◆ What is needed
Extract every line in the records below that contains the string "cowboy".

◆ Given entries
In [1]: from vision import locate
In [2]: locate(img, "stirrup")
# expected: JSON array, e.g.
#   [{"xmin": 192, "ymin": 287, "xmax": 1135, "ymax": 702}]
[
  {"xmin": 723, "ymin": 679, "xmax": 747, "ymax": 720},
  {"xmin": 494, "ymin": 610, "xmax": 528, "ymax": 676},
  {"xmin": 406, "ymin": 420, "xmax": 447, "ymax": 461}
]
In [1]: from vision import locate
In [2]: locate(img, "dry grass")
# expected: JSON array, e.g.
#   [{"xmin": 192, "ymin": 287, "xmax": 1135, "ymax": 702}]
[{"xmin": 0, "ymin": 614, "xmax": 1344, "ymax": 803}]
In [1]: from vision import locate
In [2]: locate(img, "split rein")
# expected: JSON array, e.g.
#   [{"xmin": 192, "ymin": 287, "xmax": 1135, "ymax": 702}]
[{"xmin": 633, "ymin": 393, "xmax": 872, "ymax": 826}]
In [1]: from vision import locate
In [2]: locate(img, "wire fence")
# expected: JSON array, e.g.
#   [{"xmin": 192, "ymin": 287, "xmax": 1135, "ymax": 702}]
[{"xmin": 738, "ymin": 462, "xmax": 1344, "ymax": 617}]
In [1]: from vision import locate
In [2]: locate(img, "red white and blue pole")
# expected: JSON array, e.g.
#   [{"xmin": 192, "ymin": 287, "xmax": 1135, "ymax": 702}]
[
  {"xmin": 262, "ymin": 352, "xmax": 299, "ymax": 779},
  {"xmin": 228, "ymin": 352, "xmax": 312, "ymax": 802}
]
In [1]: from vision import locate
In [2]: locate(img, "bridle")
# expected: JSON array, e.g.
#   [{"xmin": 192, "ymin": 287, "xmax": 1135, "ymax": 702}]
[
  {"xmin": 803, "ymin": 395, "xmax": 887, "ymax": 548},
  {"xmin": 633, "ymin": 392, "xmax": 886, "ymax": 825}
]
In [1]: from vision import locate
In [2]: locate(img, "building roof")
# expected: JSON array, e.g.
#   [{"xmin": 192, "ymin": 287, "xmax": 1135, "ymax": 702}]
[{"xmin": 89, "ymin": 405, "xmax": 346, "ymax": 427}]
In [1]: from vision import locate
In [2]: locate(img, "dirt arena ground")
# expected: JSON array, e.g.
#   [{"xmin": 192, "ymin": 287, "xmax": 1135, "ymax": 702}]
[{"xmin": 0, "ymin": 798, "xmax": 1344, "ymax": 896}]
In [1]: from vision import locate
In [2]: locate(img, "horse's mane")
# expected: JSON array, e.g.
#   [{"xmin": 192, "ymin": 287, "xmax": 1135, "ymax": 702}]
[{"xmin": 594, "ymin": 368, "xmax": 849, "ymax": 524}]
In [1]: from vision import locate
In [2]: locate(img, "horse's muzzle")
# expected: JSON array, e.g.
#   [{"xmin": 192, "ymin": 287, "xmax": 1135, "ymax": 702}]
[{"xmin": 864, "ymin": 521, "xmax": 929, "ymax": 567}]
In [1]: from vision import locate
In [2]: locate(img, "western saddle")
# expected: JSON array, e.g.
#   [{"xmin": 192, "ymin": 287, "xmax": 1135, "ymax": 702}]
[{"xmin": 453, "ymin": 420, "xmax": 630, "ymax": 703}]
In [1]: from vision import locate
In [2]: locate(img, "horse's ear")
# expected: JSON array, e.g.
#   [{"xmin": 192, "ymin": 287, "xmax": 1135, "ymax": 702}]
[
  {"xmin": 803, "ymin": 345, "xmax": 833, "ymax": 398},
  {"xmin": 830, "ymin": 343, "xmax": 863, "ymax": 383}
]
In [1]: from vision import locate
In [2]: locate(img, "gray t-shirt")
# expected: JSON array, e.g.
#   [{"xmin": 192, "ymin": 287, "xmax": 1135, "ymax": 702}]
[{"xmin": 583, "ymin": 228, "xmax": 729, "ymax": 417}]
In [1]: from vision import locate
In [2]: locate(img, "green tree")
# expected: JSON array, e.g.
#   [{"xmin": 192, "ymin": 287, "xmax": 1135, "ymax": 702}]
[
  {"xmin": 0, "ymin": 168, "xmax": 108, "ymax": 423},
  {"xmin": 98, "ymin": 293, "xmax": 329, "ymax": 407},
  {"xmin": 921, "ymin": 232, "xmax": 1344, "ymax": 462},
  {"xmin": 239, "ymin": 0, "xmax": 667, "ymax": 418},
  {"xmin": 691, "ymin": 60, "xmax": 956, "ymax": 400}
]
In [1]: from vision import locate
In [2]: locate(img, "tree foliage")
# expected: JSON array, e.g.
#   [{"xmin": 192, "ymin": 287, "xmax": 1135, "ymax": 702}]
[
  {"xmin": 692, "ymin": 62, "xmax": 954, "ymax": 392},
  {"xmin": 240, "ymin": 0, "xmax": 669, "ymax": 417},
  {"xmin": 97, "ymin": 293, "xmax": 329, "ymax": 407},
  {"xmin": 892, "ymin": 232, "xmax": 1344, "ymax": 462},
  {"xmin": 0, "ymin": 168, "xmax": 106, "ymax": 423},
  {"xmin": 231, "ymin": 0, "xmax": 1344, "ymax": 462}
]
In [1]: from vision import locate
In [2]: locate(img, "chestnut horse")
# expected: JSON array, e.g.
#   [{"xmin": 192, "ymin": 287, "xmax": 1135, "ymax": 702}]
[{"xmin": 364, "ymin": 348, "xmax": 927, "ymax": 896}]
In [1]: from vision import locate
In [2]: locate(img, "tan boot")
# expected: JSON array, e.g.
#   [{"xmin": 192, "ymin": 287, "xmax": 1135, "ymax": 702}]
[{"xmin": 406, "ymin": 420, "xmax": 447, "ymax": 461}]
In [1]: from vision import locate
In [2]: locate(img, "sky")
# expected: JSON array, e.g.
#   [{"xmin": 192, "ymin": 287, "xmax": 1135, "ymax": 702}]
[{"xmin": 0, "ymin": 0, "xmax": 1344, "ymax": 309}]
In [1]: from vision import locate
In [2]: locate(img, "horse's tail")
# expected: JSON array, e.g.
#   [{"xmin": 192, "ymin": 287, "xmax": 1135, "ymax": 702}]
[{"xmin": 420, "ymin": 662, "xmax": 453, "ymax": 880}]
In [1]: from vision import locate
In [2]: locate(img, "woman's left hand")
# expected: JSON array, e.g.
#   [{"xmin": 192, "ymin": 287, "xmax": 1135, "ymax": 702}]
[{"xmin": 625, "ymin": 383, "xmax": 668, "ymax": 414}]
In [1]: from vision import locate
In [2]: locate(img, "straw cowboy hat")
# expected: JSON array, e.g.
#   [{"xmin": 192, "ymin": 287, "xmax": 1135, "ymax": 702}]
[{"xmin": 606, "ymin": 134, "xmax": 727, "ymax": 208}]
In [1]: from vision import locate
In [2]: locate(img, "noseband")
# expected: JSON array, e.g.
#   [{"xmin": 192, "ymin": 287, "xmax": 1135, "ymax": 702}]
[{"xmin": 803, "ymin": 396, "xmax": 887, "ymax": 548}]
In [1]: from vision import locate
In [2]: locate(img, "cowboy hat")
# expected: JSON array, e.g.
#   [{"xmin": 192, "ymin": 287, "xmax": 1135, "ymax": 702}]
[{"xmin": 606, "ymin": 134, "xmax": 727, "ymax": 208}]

◆ Full response
In [2]: locate(img, "straw cowboy hat")
In [2]: locate(img, "cowboy hat")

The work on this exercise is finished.